_Exercise_. Rewrite only the material between the lines holding "locate --obj row of voting booths" and "[272,317,283,398]", inclusive, keeping every request line as is. Rescale each bounding-box coordinate in the answers by multiplying it by 0.7 and rounding to the nearest whole number, with halves rounded up.

_Items from a dataset_.
+ + + + +
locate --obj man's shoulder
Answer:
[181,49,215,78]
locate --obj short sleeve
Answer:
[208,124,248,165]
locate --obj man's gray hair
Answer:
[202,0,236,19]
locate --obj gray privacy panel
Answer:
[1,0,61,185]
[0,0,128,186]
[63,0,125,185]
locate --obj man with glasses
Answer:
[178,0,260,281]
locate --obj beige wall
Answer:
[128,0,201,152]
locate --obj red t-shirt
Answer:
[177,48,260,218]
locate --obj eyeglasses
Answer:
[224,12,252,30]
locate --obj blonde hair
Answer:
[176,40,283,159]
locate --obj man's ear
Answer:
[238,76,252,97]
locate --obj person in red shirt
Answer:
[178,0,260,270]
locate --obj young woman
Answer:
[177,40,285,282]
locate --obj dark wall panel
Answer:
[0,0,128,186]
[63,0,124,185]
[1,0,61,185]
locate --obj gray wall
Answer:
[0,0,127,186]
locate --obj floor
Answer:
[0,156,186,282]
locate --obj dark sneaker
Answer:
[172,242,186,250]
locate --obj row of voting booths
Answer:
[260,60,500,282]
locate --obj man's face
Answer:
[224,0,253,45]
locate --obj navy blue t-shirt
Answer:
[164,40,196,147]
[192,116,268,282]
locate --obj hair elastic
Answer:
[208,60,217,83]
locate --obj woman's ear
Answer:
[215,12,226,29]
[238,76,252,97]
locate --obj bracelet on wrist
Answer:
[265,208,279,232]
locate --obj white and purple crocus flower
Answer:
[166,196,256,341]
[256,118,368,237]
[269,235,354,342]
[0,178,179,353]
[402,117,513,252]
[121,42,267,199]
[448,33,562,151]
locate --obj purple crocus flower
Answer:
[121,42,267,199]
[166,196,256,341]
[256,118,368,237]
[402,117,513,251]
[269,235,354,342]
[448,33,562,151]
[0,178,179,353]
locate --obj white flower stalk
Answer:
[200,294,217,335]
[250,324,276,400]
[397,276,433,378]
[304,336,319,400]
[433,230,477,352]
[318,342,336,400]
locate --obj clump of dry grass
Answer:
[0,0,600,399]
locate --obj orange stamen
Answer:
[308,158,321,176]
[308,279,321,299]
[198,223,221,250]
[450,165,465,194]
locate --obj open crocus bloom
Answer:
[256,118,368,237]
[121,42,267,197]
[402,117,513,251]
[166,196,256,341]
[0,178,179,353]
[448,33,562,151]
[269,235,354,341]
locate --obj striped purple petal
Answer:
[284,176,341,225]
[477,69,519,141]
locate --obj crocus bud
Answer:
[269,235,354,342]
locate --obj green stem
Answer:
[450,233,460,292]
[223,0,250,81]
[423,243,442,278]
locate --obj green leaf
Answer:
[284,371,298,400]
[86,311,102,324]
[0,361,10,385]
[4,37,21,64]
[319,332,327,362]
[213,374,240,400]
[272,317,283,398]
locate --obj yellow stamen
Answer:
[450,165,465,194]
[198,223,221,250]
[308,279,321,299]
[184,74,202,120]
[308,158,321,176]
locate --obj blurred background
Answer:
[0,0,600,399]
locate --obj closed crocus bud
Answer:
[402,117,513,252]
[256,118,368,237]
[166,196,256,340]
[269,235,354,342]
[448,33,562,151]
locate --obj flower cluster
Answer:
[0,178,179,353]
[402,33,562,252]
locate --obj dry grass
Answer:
+ + + + +
_Problem solution_.
locate --obj row of voting booths
Answer:
[182,42,350,197]
locate --obj man's face
Answer:
[157,0,177,32]
locate --obj navy blue t-shirt
Answer:
[115,28,137,103]
[134,81,188,197]
locate --obj hair elastic
Answer:
[146,42,152,58]
locate --obj woman's ear
Answer:
[151,8,158,20]
[167,53,176,68]
locate --obj bracelet on wrist
Answer:
[186,146,195,162]
locate --obj white and purple crocus flower
Answer:
[116,137,179,239]
[179,83,258,166]
[188,165,248,239]
[0,125,125,247]
[281,82,359,176]
[85,29,187,139]
[314,23,393,106]
locate --obj purple crocus flower
Answer:
[85,29,187,139]
[116,137,179,239]
[179,83,258,166]
[281,82,359,176]
[188,165,248,239]
[314,23,393,106]
[0,125,125,247]
locate --obj white flower stalk
Answer:
[140,206,152,235]
[175,227,193,280]
[278,193,303,265]
[213,235,223,280]
[303,161,334,246]
[223,239,235,280]
locate --obj clump of dry grass
Answer:
[0,0,420,279]
locate --obj orange stamen
Answer:
[216,111,225,123]
[216,195,225,209]
[139,156,155,175]
[315,116,326,136]
locate --obj open crocus bloom
Answer:
[179,83,258,166]
[85,29,187,138]
[281,82,359,176]
[116,137,179,239]
[0,125,125,247]
[314,23,393,106]
[188,165,248,239]
locate --obj striped purple petal
Answer:
[199,123,239,158]
[334,48,363,99]
locate --obj crocus bud
Answer:
[188,165,248,239]
locate --obj green stem
Answer:
[315,163,322,204]
[156,0,175,57]
[296,170,309,195]
locate --obj green leaf
Answer:
[199,260,209,280]
[60,218,71,227]
[0,253,7,270]
[3,26,15,45]
[223,232,229,253]
[149,262,168,280]
[190,222,198,279]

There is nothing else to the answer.